(Quelques lignes)

########################################

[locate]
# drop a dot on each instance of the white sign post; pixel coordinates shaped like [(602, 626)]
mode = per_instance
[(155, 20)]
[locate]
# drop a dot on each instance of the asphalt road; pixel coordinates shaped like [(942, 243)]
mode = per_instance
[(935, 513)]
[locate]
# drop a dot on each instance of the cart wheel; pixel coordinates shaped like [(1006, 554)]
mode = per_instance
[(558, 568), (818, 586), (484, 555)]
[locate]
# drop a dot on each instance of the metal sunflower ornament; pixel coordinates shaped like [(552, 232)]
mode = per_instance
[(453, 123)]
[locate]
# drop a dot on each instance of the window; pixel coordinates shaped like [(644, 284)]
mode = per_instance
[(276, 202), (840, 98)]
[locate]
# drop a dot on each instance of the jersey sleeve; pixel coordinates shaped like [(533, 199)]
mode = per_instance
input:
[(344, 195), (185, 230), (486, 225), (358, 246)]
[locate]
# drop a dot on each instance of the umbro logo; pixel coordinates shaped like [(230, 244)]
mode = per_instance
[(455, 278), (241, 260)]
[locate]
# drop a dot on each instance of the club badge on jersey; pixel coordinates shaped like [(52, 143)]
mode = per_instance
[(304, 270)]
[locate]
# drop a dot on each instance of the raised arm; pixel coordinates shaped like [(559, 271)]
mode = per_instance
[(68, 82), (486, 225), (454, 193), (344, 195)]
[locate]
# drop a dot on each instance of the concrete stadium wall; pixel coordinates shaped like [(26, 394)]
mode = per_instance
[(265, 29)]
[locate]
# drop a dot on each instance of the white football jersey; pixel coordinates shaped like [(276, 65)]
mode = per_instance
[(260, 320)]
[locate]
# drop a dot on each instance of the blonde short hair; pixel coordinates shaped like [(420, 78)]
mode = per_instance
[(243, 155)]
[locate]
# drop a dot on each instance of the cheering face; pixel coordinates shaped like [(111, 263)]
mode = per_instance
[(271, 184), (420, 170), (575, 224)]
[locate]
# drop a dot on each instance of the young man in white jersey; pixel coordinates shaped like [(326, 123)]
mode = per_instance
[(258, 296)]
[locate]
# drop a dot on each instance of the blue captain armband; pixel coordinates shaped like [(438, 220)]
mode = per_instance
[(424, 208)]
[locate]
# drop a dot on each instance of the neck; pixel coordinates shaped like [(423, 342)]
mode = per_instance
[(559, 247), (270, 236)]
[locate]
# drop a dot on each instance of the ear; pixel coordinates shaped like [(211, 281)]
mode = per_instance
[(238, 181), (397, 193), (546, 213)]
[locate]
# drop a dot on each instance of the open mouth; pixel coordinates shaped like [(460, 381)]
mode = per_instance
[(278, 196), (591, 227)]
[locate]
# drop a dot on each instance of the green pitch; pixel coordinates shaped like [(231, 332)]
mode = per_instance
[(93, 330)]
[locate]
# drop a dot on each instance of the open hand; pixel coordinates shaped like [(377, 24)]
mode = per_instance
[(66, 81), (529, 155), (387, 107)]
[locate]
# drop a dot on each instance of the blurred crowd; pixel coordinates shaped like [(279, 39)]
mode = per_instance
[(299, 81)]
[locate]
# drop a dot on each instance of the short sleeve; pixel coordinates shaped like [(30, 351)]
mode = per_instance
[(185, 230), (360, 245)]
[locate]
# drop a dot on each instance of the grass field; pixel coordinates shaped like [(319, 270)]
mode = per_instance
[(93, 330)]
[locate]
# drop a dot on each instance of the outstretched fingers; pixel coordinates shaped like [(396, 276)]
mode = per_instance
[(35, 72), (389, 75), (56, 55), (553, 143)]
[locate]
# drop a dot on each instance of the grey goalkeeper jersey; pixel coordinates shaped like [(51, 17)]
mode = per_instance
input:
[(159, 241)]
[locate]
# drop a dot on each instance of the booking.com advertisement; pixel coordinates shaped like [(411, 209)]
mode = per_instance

########################################

§ **TÂCHE À RÉALISER**:
Présentez ces lignes sous forme de liste numérotée, sans les lignes vides.

§ **RÉPONSE ATTENDUE**:
1. [locate]
2. # drop a dot on each instance of the white sign post; pixel coordinates shaped like [(602, 626)]
3. mode = per_instance
4. [(155, 20)]
5. [locate]
6. # drop a dot on each instance of the asphalt road; pixel coordinates shaped like [(942, 243)]
7. mode = per_instance
8. [(935, 513)]
9. [locate]
10. # drop a dot on each instance of the cart wheel; pixel coordinates shaped like [(1006, 554)]
11. mode = per_instance
12. [(558, 568), (818, 586), (484, 555)]
13. [locate]
14. # drop a dot on each instance of the metal sunflower ornament; pixel coordinates shaped like [(552, 232)]
15. mode = per_instance
16. [(453, 123)]
17. [locate]
18. # drop a dot on each instance of the window; pixel coordinates shaped like [(644, 284)]
19. mode = per_instance
20. [(276, 202), (840, 98)]
21. [locate]
22. # drop a dot on each instance of the jersey sleeve; pixel coordinates shaped like [(533, 199)]
23. mode = per_instance
24. input:
25. [(344, 195), (185, 230), (486, 225), (358, 246)]
26. [locate]
27. # drop a dot on each instance of the umbro logo; pixel coordinates shaped like [(230, 244)]
28. mode = per_instance
29. [(455, 278), (241, 260)]
30. [locate]
31. # drop a dot on each instance of the club badge on jersey; pixel coordinates shaped like [(52, 143)]
32. mode = per_instance
33. [(304, 270)]
34. [locate]
35. # drop a dot on each instance of the raised arm; pixel coordinates shaped like [(559, 271)]
36. mode = per_instance
37. [(68, 82), (486, 225), (454, 193), (344, 195)]
38. [locate]
39. # drop a dot on each instance of the concrete stadium wall; pixel coordinates shaped like [(26, 394)]
40. mode = per_instance
41. [(265, 29)]
42. [locate]
43. # drop a dot on each instance of the white football jersey; pixel coordinates shaped like [(276, 65)]
44. mode = per_instance
45. [(260, 320)]
46. [locate]
47. # drop a dot on each instance of the blonde short hair; pixel coordinates shaped like [(420, 78)]
48. mode = per_instance
49. [(243, 155)]
50. [locate]
51. # drop a dot on each instance of the cheering face; pixel coordinates shaped like [(111, 263)]
52. mode = per_instance
53. [(271, 184), (420, 170), (575, 224)]
54. [locate]
55. # drop a dot on each instance of the young man in white jersey; pixel coordinates shaped like [(326, 123)]
56. mode = per_instance
57. [(258, 296)]
58. [locate]
59. # drop a dot on each instance of the blue captain armband; pixel coordinates shaped like [(438, 220)]
60. mode = per_instance
61. [(424, 208)]
62. [locate]
63. # drop a dot on each instance of the neck; pixel coordinates shaped like [(423, 342)]
64. mode = per_instance
65. [(559, 247), (270, 236)]
66. [locate]
67. # drop a dot on each instance of the ear; pixel coordinates shaped like [(211, 281)]
68. mode = per_instance
69. [(238, 181), (397, 193), (546, 213)]
70. [locate]
71. # drop a dot on each instance of the open mouth; pixel coordinates shaped like [(460, 381)]
72. mode = per_instance
73. [(278, 196), (591, 227)]
74. [locate]
75. # drop a dot on each instance of the green pitch; pixel coordinates shaped like [(231, 332)]
76. mode = per_instance
77. [(93, 330)]
78. [locate]
79. # drop a dot on each instance of the open hand; pixel coordinates shaped like [(377, 24)]
80. mode = per_instance
81. [(66, 81), (529, 155), (387, 107)]
82. [locate]
83. # drop a dot on each instance of the blurred crowd; pixel coordinates shaped like [(279, 39)]
84. mode = per_instance
85. [(299, 81)]
86. [locate]
87. # drop a dot on each instance of the short sleeve; pixel coordinates shaped like [(30, 351)]
88. mode = per_instance
89. [(185, 230), (360, 245)]
90. [locate]
91. # drop a dot on each instance of the grass field; pixel coordinates shaped like [(319, 270)]
92. mode = per_instance
93. [(93, 330)]
94. [locate]
95. # drop a dot on each instance of the outstretched fingers; pixel coordinates shaped like [(396, 276)]
96. mode = per_instance
97. [(35, 72), (389, 75), (56, 55), (553, 143)]
98. [locate]
99. # drop a dot on each instance of the grey goalkeeper jersey; pixel coordinates shaped like [(51, 17)]
100. mode = per_instance
101. input:
102. [(159, 241)]
103. [locate]
104. # drop a dot on each instance of the booking.com advertisement; pixel coordinates shaped like [(411, 209)]
105. mode = per_instance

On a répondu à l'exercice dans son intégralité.